**RECORDED INFORMATION**
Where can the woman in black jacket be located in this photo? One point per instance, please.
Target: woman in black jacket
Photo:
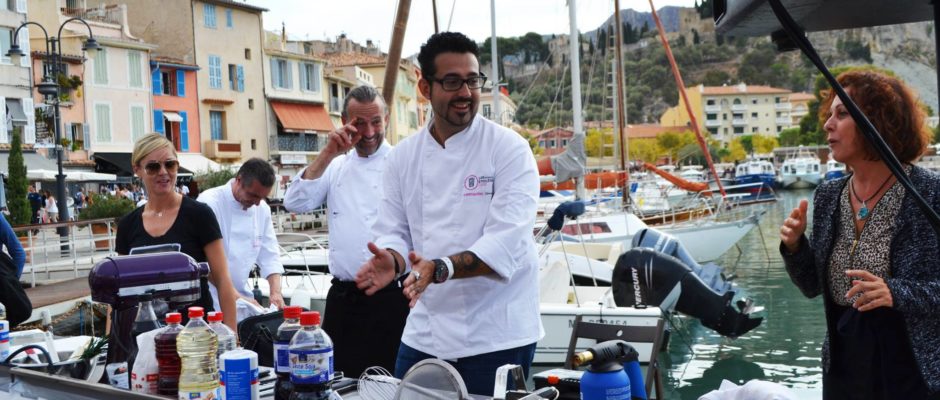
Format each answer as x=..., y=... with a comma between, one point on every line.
x=872, y=254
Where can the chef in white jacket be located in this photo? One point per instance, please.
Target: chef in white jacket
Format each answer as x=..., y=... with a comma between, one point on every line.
x=459, y=202
x=247, y=231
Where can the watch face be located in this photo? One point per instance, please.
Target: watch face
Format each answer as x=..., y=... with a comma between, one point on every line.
x=440, y=271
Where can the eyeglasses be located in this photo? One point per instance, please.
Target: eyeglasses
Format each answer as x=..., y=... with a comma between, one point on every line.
x=453, y=83
x=153, y=167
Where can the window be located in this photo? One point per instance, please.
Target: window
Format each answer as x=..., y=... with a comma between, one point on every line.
x=6, y=40
x=101, y=66
x=216, y=124
x=280, y=73
x=134, y=70
x=215, y=72
x=168, y=83
x=138, y=128
x=310, y=77
x=103, y=123
x=208, y=17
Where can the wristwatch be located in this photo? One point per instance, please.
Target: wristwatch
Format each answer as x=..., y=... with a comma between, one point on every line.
x=443, y=269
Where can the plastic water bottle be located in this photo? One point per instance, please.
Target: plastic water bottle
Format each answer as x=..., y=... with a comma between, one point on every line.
x=223, y=332
x=285, y=332
x=196, y=345
x=311, y=360
x=168, y=360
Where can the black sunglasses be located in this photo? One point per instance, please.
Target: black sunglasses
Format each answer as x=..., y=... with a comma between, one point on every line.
x=153, y=167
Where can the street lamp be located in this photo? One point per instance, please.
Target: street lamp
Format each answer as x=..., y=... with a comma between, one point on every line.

**EXERCISE**
Return all lines of the data in which the string "chef" appears.

**TASK OUTPUT**
Where can the chef in white jacket be located in this photo? One point per instance, please.
Target: chef in white jacket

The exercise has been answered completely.